[Records from a data source]

==================================================

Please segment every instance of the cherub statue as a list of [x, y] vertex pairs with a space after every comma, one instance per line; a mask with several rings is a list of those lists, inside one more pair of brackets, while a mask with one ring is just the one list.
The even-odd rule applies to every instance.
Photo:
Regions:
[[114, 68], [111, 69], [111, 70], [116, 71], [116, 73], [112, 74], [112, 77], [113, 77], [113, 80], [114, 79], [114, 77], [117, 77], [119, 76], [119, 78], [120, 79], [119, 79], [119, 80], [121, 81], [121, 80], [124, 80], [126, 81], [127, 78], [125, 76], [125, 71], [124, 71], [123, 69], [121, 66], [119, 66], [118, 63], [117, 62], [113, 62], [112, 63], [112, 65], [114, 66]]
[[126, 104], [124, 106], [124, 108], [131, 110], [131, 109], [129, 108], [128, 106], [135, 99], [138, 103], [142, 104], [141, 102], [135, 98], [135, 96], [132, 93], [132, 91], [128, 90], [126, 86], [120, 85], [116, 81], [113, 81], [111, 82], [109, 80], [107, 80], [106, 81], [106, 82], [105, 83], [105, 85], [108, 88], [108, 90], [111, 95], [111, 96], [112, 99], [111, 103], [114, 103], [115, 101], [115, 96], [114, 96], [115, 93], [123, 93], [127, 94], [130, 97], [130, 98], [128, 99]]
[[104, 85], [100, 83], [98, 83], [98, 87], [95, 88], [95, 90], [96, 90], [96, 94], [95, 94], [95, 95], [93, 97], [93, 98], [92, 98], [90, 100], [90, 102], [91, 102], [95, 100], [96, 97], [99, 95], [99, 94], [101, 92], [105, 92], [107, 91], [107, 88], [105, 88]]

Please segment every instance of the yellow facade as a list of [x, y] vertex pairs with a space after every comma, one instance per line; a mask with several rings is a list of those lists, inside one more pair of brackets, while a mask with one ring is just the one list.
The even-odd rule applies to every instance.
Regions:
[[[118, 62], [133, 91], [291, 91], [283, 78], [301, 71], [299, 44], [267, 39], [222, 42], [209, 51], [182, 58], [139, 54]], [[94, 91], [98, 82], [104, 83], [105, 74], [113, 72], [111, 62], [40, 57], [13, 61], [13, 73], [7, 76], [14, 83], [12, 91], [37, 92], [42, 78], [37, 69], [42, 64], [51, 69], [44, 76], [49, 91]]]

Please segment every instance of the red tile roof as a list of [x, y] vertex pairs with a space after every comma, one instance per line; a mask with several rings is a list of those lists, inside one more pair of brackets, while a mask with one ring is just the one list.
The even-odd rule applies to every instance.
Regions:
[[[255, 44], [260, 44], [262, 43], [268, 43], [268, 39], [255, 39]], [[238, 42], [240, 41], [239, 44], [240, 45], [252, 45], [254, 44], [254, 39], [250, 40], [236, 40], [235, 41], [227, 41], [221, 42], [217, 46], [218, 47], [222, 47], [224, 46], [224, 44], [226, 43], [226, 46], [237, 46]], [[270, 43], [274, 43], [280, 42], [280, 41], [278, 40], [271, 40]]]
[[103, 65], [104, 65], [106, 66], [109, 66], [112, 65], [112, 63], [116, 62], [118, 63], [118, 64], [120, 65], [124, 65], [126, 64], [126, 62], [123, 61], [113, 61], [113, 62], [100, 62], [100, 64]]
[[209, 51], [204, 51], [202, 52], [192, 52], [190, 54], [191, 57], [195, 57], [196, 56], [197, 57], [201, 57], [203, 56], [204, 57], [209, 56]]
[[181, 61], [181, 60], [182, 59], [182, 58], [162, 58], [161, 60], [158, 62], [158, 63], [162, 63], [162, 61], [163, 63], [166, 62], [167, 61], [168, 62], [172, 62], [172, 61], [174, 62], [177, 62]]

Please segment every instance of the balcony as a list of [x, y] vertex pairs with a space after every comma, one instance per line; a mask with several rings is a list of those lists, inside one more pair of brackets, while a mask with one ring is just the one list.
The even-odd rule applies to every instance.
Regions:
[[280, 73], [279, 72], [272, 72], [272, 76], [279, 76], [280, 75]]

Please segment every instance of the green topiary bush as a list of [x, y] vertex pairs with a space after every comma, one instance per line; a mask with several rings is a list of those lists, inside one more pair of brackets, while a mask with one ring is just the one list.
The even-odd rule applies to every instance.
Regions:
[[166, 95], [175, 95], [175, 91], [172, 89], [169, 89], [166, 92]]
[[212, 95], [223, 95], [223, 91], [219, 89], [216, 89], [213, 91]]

==================================================

Short task –
Edit the lines from the start of the records up to and including the line with "88], [105, 88]]", replacing "cherub statue" with "angel statue" and leaving everything else unchanged.

Correct result –
Please segment every instance of the angel statue as a list of [x, y] vertex pairs with a space after every comma, one instance per line; a mask with several rings is a list of those lists, inside one more pair of brackets, while a mask with one ring is just the one list.
The even-odd rule applies to every instance.
Photo:
Regions:
[[114, 68], [111, 69], [111, 70], [116, 71], [116, 73], [112, 74], [112, 77], [113, 77], [113, 80], [114, 79], [114, 77], [117, 77], [119, 76], [119, 78], [120, 79], [119, 79], [119, 80], [121, 81], [121, 80], [124, 80], [126, 81], [127, 78], [125, 76], [125, 71], [124, 71], [123, 69], [121, 66], [119, 66], [118, 63], [117, 62], [113, 62], [112, 63], [112, 65], [114, 66]]
[[126, 104], [124, 106], [124, 108], [131, 110], [131, 109], [129, 108], [128, 106], [135, 99], [138, 103], [142, 104], [141, 102], [135, 98], [135, 96], [132, 93], [132, 91], [128, 90], [126, 86], [120, 85], [116, 81], [113, 81], [111, 82], [109, 80], [107, 80], [106, 81], [106, 82], [105, 83], [105, 85], [108, 88], [108, 90], [111, 95], [111, 96], [112, 99], [111, 103], [114, 103], [115, 101], [115, 96], [114, 96], [115, 93], [123, 93], [127, 94], [130, 97], [130, 98], [128, 99]]
[[104, 85], [100, 83], [98, 83], [98, 87], [95, 88], [95, 90], [96, 90], [96, 94], [95, 94], [95, 95], [93, 97], [93, 98], [92, 98], [90, 100], [90, 102], [91, 102], [95, 100], [96, 97], [99, 95], [99, 94], [101, 92], [105, 92], [107, 91], [107, 88], [105, 88]]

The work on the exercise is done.